* _Data to use_

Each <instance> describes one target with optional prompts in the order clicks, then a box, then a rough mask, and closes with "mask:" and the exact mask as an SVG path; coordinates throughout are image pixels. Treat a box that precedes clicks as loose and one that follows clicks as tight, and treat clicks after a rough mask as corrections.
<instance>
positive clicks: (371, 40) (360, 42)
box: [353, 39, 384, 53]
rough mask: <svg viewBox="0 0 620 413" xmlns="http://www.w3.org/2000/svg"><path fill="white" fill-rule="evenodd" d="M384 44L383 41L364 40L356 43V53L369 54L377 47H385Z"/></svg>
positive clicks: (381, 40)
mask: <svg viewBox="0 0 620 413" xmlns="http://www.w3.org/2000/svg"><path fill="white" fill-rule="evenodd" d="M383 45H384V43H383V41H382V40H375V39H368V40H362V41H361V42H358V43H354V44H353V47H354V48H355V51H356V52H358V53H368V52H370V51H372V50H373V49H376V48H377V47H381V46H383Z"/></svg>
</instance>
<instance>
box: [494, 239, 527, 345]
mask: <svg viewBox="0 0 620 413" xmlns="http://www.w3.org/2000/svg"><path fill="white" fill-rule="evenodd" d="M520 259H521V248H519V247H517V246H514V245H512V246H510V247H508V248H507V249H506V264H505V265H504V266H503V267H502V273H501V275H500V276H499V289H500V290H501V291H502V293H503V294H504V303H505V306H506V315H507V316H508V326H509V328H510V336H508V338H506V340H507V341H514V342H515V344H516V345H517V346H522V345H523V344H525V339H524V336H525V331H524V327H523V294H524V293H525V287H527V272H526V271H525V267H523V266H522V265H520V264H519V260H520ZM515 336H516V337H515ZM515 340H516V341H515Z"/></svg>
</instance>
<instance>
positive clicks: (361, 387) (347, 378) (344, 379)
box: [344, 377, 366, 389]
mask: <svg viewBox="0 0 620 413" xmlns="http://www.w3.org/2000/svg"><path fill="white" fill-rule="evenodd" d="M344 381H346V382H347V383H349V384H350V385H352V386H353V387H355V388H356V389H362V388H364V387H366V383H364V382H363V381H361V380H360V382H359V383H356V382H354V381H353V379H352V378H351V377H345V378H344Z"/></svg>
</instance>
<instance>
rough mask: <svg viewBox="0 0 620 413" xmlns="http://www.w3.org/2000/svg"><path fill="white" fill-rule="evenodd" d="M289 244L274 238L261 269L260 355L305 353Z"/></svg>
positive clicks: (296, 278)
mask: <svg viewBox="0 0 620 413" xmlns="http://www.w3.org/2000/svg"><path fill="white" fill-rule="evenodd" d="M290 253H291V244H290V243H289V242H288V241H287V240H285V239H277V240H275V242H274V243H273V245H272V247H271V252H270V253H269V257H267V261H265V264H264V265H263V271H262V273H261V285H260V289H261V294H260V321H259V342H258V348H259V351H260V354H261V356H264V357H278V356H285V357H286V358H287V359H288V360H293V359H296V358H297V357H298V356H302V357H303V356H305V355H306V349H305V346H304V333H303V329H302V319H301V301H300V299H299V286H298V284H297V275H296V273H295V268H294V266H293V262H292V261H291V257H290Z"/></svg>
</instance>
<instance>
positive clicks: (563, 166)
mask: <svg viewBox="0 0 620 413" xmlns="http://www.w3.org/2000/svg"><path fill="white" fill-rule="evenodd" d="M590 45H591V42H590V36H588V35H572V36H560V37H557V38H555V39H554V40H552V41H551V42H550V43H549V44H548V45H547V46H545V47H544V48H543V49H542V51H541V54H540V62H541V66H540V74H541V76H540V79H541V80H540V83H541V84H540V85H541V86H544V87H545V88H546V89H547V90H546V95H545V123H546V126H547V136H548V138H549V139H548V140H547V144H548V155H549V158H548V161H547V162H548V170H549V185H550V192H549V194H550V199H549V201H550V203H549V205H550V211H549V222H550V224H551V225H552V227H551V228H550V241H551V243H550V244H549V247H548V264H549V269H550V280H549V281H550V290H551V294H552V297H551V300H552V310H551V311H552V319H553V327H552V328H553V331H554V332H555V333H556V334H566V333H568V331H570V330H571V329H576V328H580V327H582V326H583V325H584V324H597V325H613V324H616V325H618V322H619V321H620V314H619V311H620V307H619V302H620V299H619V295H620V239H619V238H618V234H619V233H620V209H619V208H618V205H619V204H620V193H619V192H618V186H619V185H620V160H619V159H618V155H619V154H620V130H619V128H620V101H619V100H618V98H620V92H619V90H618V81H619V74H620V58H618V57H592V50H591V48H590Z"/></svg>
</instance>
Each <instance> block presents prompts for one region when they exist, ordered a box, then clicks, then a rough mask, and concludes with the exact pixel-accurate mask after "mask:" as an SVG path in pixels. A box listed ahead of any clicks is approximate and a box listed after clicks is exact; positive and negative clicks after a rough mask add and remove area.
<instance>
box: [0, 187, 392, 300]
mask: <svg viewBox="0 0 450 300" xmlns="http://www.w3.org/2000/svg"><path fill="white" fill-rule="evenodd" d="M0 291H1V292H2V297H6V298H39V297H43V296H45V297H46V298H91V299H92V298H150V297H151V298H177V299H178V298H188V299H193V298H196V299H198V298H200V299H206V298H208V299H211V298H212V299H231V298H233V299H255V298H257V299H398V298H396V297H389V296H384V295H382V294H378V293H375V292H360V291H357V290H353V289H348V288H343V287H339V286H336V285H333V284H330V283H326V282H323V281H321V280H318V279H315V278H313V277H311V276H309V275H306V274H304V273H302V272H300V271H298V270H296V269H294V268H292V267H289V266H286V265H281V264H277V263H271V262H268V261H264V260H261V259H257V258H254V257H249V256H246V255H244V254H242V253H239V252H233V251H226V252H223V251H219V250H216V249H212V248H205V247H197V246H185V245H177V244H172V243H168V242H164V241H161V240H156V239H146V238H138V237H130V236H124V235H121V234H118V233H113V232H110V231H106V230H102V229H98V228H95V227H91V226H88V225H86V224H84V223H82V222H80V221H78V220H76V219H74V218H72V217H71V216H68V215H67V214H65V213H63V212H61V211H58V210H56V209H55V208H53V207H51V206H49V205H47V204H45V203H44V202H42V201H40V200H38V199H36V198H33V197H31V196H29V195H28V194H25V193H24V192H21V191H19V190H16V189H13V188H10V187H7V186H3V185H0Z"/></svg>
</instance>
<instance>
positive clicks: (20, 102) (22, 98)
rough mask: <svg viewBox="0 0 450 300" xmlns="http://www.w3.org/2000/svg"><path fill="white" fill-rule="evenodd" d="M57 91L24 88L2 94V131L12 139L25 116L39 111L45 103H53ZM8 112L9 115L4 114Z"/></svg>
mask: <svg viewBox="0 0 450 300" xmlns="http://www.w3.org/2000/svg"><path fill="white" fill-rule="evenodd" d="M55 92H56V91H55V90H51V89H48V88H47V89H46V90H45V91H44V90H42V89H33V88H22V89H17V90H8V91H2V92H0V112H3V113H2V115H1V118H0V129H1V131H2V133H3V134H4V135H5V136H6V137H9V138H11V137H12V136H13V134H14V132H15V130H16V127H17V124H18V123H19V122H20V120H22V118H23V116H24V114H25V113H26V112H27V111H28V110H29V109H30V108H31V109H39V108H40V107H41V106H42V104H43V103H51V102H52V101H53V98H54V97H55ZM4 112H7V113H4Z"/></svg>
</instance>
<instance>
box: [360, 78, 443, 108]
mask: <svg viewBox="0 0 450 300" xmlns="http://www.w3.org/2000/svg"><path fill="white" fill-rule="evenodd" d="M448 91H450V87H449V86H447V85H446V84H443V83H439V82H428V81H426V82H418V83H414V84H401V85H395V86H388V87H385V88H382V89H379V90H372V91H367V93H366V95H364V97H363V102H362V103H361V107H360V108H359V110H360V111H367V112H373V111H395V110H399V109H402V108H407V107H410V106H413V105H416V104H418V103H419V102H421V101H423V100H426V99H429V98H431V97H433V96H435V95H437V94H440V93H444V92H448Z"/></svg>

* _Aim of the exercise_
Reproduce the listing above exactly, but only from its first line through the line holding "positive clicks: (371, 40) (360, 42)"; both of those lines are included.

* _The completed task_
Each <instance> describes one target with optional prompts in the order clicks, then a box, then a rough mask, and closes with "mask:" and the exact mask as an SVG path; coordinates throughout are image pixels. Treat a box that precedes clicks as loose and one that follows clicks as tight, and treat clicks after a rough mask as corrections.
<instance>
positive clicks: (371, 40) (360, 42)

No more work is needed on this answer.